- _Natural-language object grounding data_

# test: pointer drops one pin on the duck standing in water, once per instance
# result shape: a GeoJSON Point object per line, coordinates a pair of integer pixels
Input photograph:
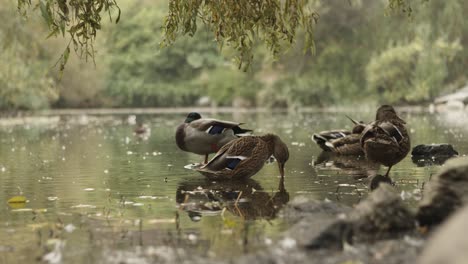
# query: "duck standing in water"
{"type": "Point", "coordinates": [204, 136]}
{"type": "Point", "coordinates": [341, 142]}
{"type": "Point", "coordinates": [386, 140]}
{"type": "Point", "coordinates": [245, 156]}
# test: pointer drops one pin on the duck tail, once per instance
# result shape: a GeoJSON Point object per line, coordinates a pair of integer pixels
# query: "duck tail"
{"type": "Point", "coordinates": [352, 120]}
{"type": "Point", "coordinates": [322, 142]}
{"type": "Point", "coordinates": [241, 131]}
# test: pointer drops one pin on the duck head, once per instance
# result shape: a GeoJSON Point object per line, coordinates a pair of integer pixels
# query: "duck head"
{"type": "Point", "coordinates": [278, 149]}
{"type": "Point", "coordinates": [386, 112]}
{"type": "Point", "coordinates": [192, 116]}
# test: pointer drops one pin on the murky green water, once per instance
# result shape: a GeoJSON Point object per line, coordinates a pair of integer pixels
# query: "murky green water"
{"type": "Point", "coordinates": [96, 191]}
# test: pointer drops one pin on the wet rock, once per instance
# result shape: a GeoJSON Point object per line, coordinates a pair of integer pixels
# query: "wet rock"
{"type": "Point", "coordinates": [301, 207]}
{"type": "Point", "coordinates": [448, 244]}
{"type": "Point", "coordinates": [429, 154]}
{"type": "Point", "coordinates": [446, 192]}
{"type": "Point", "coordinates": [383, 214]}
{"type": "Point", "coordinates": [312, 219]}
{"type": "Point", "coordinates": [430, 150]}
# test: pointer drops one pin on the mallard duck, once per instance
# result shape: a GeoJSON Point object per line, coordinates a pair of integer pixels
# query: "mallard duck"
{"type": "Point", "coordinates": [204, 136]}
{"type": "Point", "coordinates": [245, 156]}
{"type": "Point", "coordinates": [386, 140]}
{"type": "Point", "coordinates": [342, 142]}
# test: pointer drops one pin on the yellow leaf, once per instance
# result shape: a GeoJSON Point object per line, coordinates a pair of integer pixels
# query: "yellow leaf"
{"type": "Point", "coordinates": [17, 199]}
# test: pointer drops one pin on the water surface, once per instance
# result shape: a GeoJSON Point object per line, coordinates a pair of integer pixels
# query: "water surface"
{"type": "Point", "coordinates": [96, 191]}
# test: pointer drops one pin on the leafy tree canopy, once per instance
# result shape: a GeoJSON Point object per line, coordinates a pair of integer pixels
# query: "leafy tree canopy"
{"type": "Point", "coordinates": [235, 23]}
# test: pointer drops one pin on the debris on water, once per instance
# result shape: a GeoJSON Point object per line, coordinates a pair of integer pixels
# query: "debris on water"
{"type": "Point", "coordinates": [83, 206]}
{"type": "Point", "coordinates": [192, 166]}
{"type": "Point", "coordinates": [192, 237]}
{"type": "Point", "coordinates": [405, 195]}
{"type": "Point", "coordinates": [288, 243]}
{"type": "Point", "coordinates": [22, 210]}
{"type": "Point", "coordinates": [69, 228]}
{"type": "Point", "coordinates": [54, 256]}
{"type": "Point", "coordinates": [131, 119]}
{"type": "Point", "coordinates": [17, 199]}
{"type": "Point", "coordinates": [346, 185]}
{"type": "Point", "coordinates": [162, 221]}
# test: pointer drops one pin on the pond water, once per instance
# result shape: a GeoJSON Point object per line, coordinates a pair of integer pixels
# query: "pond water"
{"type": "Point", "coordinates": [96, 191]}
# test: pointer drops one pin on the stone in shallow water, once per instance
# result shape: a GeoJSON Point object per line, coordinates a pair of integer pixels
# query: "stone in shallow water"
{"type": "Point", "coordinates": [429, 154]}
{"type": "Point", "coordinates": [448, 244]}
{"type": "Point", "coordinates": [445, 193]}
{"type": "Point", "coordinates": [431, 150]}
{"type": "Point", "coordinates": [382, 215]}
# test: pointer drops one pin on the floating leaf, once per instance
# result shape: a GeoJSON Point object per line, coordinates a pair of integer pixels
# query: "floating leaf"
{"type": "Point", "coordinates": [17, 199]}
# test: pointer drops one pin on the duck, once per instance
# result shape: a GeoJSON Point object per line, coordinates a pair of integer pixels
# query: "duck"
{"type": "Point", "coordinates": [343, 142]}
{"type": "Point", "coordinates": [386, 140]}
{"type": "Point", "coordinates": [205, 136]}
{"type": "Point", "coordinates": [244, 157]}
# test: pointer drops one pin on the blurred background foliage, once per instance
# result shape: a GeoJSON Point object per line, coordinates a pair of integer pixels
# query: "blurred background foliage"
{"type": "Point", "coordinates": [363, 53]}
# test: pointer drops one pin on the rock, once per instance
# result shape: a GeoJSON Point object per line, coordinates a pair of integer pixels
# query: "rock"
{"type": "Point", "coordinates": [383, 214]}
{"type": "Point", "coordinates": [301, 207]}
{"type": "Point", "coordinates": [446, 192]}
{"type": "Point", "coordinates": [311, 219]}
{"type": "Point", "coordinates": [448, 244]}
{"type": "Point", "coordinates": [429, 154]}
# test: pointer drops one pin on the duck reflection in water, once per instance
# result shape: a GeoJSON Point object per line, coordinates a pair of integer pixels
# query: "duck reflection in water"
{"type": "Point", "coordinates": [356, 166]}
{"type": "Point", "coordinates": [246, 199]}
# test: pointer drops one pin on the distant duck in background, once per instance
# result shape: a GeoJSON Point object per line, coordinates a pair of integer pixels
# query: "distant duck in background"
{"type": "Point", "coordinates": [244, 157]}
{"type": "Point", "coordinates": [386, 140]}
{"type": "Point", "coordinates": [204, 136]}
{"type": "Point", "coordinates": [342, 142]}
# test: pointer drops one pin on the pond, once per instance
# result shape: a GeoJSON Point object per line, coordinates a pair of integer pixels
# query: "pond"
{"type": "Point", "coordinates": [98, 193]}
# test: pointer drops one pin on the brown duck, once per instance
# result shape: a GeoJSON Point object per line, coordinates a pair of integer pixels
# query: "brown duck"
{"type": "Point", "coordinates": [243, 157]}
{"type": "Point", "coordinates": [386, 140]}
{"type": "Point", "coordinates": [342, 142]}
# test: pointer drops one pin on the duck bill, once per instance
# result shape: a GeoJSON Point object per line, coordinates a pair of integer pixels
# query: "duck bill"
{"type": "Point", "coordinates": [281, 168]}
{"type": "Point", "coordinates": [352, 120]}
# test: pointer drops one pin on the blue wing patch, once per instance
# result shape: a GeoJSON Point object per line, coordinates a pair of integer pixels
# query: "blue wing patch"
{"type": "Point", "coordinates": [213, 130]}
{"type": "Point", "coordinates": [232, 163]}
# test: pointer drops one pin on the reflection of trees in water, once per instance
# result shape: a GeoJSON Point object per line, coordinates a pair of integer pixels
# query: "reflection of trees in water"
{"type": "Point", "coordinates": [246, 199]}
{"type": "Point", "coordinates": [356, 166]}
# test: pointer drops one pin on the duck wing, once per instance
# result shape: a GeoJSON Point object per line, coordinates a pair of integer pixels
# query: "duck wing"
{"type": "Point", "coordinates": [214, 126]}
{"type": "Point", "coordinates": [348, 145]}
{"type": "Point", "coordinates": [231, 154]}
{"type": "Point", "coordinates": [385, 130]}
{"type": "Point", "coordinates": [323, 137]}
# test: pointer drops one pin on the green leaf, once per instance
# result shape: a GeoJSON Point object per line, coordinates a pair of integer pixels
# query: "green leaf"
{"type": "Point", "coordinates": [45, 12]}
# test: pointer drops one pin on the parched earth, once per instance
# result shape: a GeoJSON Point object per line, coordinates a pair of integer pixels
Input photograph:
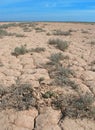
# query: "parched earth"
{"type": "Point", "coordinates": [37, 90]}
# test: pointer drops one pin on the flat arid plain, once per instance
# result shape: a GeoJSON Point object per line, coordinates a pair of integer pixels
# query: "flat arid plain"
{"type": "Point", "coordinates": [47, 76]}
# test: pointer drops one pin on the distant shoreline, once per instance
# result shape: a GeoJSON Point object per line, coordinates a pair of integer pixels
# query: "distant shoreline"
{"type": "Point", "coordinates": [48, 22]}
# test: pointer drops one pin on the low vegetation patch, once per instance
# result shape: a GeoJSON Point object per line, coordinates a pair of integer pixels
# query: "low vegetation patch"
{"type": "Point", "coordinates": [17, 97]}
{"type": "Point", "coordinates": [60, 44]}
{"type": "Point", "coordinates": [20, 50]}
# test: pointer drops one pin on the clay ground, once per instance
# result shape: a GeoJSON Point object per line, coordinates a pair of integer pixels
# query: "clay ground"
{"type": "Point", "coordinates": [41, 105]}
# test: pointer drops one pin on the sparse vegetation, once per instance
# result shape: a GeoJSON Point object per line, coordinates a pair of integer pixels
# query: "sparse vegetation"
{"type": "Point", "coordinates": [18, 97]}
{"type": "Point", "coordinates": [56, 57]}
{"type": "Point", "coordinates": [41, 79]}
{"type": "Point", "coordinates": [60, 44]}
{"type": "Point", "coordinates": [20, 50]}
{"type": "Point", "coordinates": [48, 94]}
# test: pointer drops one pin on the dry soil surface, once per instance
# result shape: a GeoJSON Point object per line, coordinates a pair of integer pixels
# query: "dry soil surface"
{"type": "Point", "coordinates": [34, 68]}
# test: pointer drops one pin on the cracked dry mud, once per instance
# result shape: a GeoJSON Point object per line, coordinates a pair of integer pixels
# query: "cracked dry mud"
{"type": "Point", "coordinates": [17, 109]}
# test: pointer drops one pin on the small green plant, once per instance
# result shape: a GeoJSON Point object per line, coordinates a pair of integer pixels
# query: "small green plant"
{"type": "Point", "coordinates": [20, 50]}
{"type": "Point", "coordinates": [18, 97]}
{"type": "Point", "coordinates": [60, 44]}
{"type": "Point", "coordinates": [41, 79]}
{"type": "Point", "coordinates": [48, 94]}
{"type": "Point", "coordinates": [55, 58]}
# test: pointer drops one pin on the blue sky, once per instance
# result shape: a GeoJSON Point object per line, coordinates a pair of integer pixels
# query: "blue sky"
{"type": "Point", "coordinates": [47, 10]}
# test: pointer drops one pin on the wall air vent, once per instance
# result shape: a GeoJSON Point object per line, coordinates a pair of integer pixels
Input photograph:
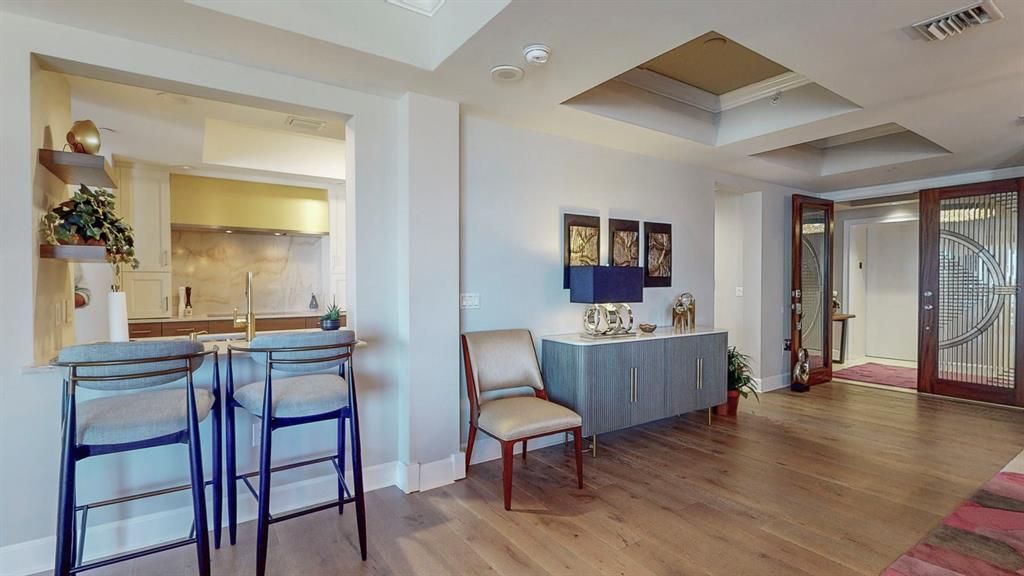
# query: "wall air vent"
{"type": "Point", "coordinates": [307, 124]}
{"type": "Point", "coordinates": [955, 22]}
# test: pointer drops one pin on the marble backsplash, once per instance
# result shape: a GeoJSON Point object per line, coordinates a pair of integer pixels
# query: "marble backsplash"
{"type": "Point", "coordinates": [288, 270]}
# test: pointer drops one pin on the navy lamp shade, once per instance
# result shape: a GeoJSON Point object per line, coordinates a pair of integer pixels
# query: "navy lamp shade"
{"type": "Point", "coordinates": [605, 285]}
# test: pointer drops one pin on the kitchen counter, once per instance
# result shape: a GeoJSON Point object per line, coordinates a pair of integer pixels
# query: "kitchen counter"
{"type": "Point", "coordinates": [215, 317]}
{"type": "Point", "coordinates": [210, 341]}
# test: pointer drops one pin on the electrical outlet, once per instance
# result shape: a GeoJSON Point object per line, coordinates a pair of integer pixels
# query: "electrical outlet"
{"type": "Point", "coordinates": [469, 300]}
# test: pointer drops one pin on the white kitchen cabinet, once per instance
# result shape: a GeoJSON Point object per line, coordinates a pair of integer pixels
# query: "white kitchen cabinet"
{"type": "Point", "coordinates": [145, 204]}
{"type": "Point", "coordinates": [148, 294]}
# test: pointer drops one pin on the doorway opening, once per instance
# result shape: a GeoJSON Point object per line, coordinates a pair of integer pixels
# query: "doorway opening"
{"type": "Point", "coordinates": [875, 320]}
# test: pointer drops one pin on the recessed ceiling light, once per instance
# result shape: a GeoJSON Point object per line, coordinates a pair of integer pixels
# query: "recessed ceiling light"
{"type": "Point", "coordinates": [172, 97]}
{"type": "Point", "coordinates": [537, 54]}
{"type": "Point", "coordinates": [506, 73]}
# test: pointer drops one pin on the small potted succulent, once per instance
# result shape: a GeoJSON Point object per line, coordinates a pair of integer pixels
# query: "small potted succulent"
{"type": "Point", "coordinates": [332, 319]}
{"type": "Point", "coordinates": [740, 382]}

- _What is being asked_
Output the lines above exactly, but only those between the line holding "# test: pointer drops one pin on the duck bill, once" and the line holding "# test: pointer drops one pin on the duck wing, once", inclusive.

- _Solved problem_
# test: pointer drops one pin on the duck bill, once per instance
# result shape: a GeoJSON Point object per line, coordinates a pair of integer pixels
# query: "duck bill"
{"type": "Point", "coordinates": [281, 168]}
{"type": "Point", "coordinates": [352, 120]}
# test: pointer drops one pin on the blue wing patch, once per instance
# result shape: a GeoJSON Point object per line, coordinates a pair of integer pixels
# query: "blue wing patch"
{"type": "Point", "coordinates": [213, 130]}
{"type": "Point", "coordinates": [232, 163]}
# test: pointer drops one pin on the reflection of trees in water, once per instance
# result shape: a GeoJSON Point object per line, coordinates a pair of integer pixels
# query: "reflection of trees in water"
{"type": "Point", "coordinates": [246, 199]}
{"type": "Point", "coordinates": [356, 166]}
# test: pointer drops one pin on the duck wing, once per instance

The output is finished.